* **TEXT SECTION**

▬▬▬▬▬▬

# Soundstage Problem



## jbear33 (Jan 4, 2009)

Still have a few small issues with my surround sound. Cant quite get that 3D sound that I used to have. When glass would shatter in a movie, it would sound like it sprayed all across the room! Now its not locked in like it used to be. Any suggestions on what it might be? Is it a placement issue? I have everything measured down to the inch.:dontknow:


----------



## eugovector (Sep 4, 2006)

Double check your levels using an SPL meter if possible. Also make sure that you are using a proper surround mode taking advantage of 5.1 discrete channels, not a matrix solution using only the front 2 stereo channels. Verify with the Audio tests from the THX optimizer found on many DVD/Blu-rays.

Make sure that you've got your speakers in the right location: http://www.dolby.com/consumer/setup/speaker-setup-guide/index.html

Make sure you don't have blown tweeters in your surrounds.

▬▬▬▬▬▬

* **SUPPLIED RECORDS**
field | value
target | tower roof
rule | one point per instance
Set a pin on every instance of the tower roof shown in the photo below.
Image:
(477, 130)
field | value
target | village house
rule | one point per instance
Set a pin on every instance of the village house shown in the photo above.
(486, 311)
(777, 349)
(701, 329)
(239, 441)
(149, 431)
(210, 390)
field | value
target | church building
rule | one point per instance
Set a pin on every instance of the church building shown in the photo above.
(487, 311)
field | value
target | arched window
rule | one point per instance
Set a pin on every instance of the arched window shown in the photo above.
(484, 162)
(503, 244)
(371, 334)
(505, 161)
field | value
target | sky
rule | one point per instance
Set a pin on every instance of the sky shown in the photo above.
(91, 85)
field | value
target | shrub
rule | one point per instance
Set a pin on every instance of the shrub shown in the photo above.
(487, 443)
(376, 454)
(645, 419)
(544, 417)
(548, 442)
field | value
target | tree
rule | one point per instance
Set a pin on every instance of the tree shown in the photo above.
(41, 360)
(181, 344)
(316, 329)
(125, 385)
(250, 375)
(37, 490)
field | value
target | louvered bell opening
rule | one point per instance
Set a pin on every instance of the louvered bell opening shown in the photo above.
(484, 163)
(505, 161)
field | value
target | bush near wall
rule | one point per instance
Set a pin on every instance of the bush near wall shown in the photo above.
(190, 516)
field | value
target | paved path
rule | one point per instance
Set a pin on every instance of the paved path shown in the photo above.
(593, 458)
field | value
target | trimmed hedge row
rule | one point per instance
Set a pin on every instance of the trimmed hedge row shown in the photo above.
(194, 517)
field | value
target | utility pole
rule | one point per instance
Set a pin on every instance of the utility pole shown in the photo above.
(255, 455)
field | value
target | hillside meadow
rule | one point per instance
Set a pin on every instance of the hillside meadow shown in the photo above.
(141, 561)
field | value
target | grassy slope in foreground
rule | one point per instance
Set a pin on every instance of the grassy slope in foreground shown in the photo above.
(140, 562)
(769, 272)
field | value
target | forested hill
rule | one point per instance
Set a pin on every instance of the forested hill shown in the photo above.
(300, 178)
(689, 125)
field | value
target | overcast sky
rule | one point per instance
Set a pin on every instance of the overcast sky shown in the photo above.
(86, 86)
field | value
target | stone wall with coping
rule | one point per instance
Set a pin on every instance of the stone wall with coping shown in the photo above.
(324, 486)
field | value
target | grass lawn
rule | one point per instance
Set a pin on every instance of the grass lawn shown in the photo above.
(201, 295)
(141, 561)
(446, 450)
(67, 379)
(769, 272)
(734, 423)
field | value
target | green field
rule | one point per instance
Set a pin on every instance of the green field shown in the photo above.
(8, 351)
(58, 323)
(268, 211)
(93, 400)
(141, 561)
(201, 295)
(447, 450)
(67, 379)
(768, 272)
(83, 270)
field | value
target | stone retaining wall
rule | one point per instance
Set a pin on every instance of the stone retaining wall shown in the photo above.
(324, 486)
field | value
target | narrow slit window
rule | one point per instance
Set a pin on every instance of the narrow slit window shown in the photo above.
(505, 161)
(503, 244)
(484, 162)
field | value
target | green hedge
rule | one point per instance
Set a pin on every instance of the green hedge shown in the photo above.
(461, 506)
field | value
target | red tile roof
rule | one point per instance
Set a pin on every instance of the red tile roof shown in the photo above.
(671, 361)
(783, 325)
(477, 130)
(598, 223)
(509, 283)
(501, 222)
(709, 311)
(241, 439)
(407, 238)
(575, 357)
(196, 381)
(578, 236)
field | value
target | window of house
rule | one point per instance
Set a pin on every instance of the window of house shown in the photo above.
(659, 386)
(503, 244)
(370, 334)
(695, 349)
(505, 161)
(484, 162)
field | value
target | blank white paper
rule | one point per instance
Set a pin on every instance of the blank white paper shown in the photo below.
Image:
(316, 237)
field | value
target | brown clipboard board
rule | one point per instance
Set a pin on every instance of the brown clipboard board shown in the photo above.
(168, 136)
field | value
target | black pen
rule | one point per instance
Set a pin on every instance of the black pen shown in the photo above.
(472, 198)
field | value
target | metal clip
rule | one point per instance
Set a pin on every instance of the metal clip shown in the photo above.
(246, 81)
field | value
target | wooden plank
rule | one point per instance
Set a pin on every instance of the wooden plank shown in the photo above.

▬▬▬▬▬▬

* **WRITTEN REQUEST 1**
In the soundstage thread, what device does the reply recommend for double-checking levels?
* **WRITTEN REQUEST 2**
Which lines in the listing contain the word "paved"? Copy each one.

* **CORRECT ANSWER 1**
An SPL meter.

* **CORRECT ANSWER 2**
target | paved path
Set a pin on every instance of the paved path shown in the photo above.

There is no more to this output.